# Start of Data supplied

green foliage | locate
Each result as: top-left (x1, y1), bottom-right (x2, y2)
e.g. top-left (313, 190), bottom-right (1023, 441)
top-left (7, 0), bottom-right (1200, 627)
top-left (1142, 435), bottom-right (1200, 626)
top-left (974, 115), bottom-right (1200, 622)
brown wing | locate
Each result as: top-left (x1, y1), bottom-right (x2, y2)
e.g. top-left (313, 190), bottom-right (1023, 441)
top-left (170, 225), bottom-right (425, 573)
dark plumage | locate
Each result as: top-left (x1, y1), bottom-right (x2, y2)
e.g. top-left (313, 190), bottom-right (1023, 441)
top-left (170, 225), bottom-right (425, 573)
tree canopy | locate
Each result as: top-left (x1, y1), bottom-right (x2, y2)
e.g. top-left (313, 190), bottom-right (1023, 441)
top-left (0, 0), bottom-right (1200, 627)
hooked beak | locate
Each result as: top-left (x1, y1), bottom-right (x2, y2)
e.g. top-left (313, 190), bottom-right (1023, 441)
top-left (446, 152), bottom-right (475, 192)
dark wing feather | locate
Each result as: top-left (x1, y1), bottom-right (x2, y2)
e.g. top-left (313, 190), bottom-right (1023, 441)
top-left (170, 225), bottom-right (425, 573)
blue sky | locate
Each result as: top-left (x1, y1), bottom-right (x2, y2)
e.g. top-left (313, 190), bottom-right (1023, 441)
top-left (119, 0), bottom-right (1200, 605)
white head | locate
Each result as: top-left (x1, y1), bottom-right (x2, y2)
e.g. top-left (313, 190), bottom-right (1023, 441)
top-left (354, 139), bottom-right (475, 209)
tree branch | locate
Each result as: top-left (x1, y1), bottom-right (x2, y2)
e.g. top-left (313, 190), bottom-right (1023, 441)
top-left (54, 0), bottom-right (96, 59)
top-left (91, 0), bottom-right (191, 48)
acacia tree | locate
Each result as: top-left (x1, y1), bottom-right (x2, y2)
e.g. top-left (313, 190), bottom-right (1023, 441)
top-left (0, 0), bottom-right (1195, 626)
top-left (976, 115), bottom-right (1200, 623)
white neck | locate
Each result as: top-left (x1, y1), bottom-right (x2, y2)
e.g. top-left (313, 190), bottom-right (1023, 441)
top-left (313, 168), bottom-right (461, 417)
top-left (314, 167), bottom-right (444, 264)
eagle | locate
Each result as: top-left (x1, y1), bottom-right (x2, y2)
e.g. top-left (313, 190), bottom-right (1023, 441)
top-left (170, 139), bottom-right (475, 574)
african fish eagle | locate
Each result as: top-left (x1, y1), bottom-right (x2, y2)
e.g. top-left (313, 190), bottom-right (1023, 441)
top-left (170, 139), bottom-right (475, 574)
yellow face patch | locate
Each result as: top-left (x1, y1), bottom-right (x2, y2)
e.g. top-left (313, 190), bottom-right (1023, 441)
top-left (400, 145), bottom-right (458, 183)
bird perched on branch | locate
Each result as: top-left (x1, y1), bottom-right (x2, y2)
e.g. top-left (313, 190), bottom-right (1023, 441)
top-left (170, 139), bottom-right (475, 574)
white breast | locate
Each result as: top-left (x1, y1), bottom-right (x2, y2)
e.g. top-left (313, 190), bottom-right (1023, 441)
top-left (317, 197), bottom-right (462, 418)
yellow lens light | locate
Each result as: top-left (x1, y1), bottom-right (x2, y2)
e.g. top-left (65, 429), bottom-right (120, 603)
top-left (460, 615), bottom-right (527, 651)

# End of Data supplied

### Brief
Please extract every line of the listing above and reproduce each one verbatim, in its original order.

### Exercise answer
green foliage | locate
Each result as: top-left (x1, y1), bottom-right (x2, y2)
e.g. top-left (313, 190), bottom-right (1023, 441)
top-left (7, 0), bottom-right (1200, 627)
top-left (1142, 435), bottom-right (1200, 626)
top-left (974, 115), bottom-right (1200, 622)
brown wing | locate
Each result as: top-left (x1, y1), bottom-right (x2, y2)
e.g. top-left (313, 190), bottom-right (1023, 441)
top-left (170, 225), bottom-right (425, 573)
dark plumage | locate
Each result as: top-left (x1, y1), bottom-right (x2, y2)
e.g. top-left (313, 190), bottom-right (1023, 441)
top-left (170, 225), bottom-right (425, 573)
tree canopy | locate
Each result as: top-left (x1, y1), bottom-right (x2, y2)
e.g. top-left (313, 190), bottom-right (1023, 441)
top-left (0, 0), bottom-right (1200, 627)
hooked beak | locate
Each result as: top-left (x1, y1), bottom-right (x2, y2)
e.g. top-left (313, 190), bottom-right (1023, 441)
top-left (446, 152), bottom-right (475, 192)
dark wing feather | locate
Each result as: top-left (x1, y1), bottom-right (x2, y2)
e.g. top-left (313, 190), bottom-right (1023, 441)
top-left (170, 225), bottom-right (425, 573)
blue sky | locate
Each result as: top-left (x1, y1), bottom-right (x2, y2)
e.g. top-left (313, 190), bottom-right (1023, 441)
top-left (119, 0), bottom-right (1200, 605)
white head | locate
Each result as: top-left (x1, y1), bottom-right (x2, y2)
e.g. top-left (313, 190), bottom-right (1023, 441)
top-left (354, 139), bottom-right (475, 209)
tree branch | locate
Each result as: top-left (x1, y1), bottom-right (x2, y2)
e.g. top-left (313, 190), bottom-right (1023, 441)
top-left (54, 0), bottom-right (96, 59)
top-left (91, 0), bottom-right (191, 48)
acacia tree | locate
Each result as: top-left (x1, y1), bottom-right (x2, y2)
e.g. top-left (313, 190), bottom-right (1023, 441)
top-left (0, 0), bottom-right (1195, 626)
top-left (976, 115), bottom-right (1200, 623)
white neck | locate
Each result as: top-left (x1, y1), bottom-right (x2, y2)
e.g. top-left (313, 190), bottom-right (1023, 441)
top-left (313, 168), bottom-right (461, 417)
top-left (314, 167), bottom-right (444, 264)
eagle | locate
Each result as: top-left (x1, y1), bottom-right (x2, y2)
e.g. top-left (313, 190), bottom-right (1023, 441)
top-left (170, 139), bottom-right (475, 574)
african fish eagle | locate
Each result as: top-left (x1, y1), bottom-right (x2, y2)
e.g. top-left (313, 190), bottom-right (1023, 441)
top-left (170, 139), bottom-right (475, 574)
yellow face patch | locate
Each result as: top-left (x1, y1), bottom-right (x2, y2)
e.g. top-left (313, 190), bottom-right (1023, 441)
top-left (400, 145), bottom-right (458, 183)
bird perched on branch | locate
Each result as: top-left (x1, y1), bottom-right (x2, y2)
e.g. top-left (313, 190), bottom-right (1023, 441)
top-left (170, 139), bottom-right (475, 574)
white breast | locate
Each result as: top-left (x1, y1), bottom-right (x2, y2)
e.g. top-left (313, 190), bottom-right (1023, 441)
top-left (317, 197), bottom-right (462, 418)
yellow lens light | locate
Each result as: top-left (x1, y1), bottom-right (x2, y2)
e.g. top-left (65, 429), bottom-right (120, 603)
top-left (460, 615), bottom-right (527, 651)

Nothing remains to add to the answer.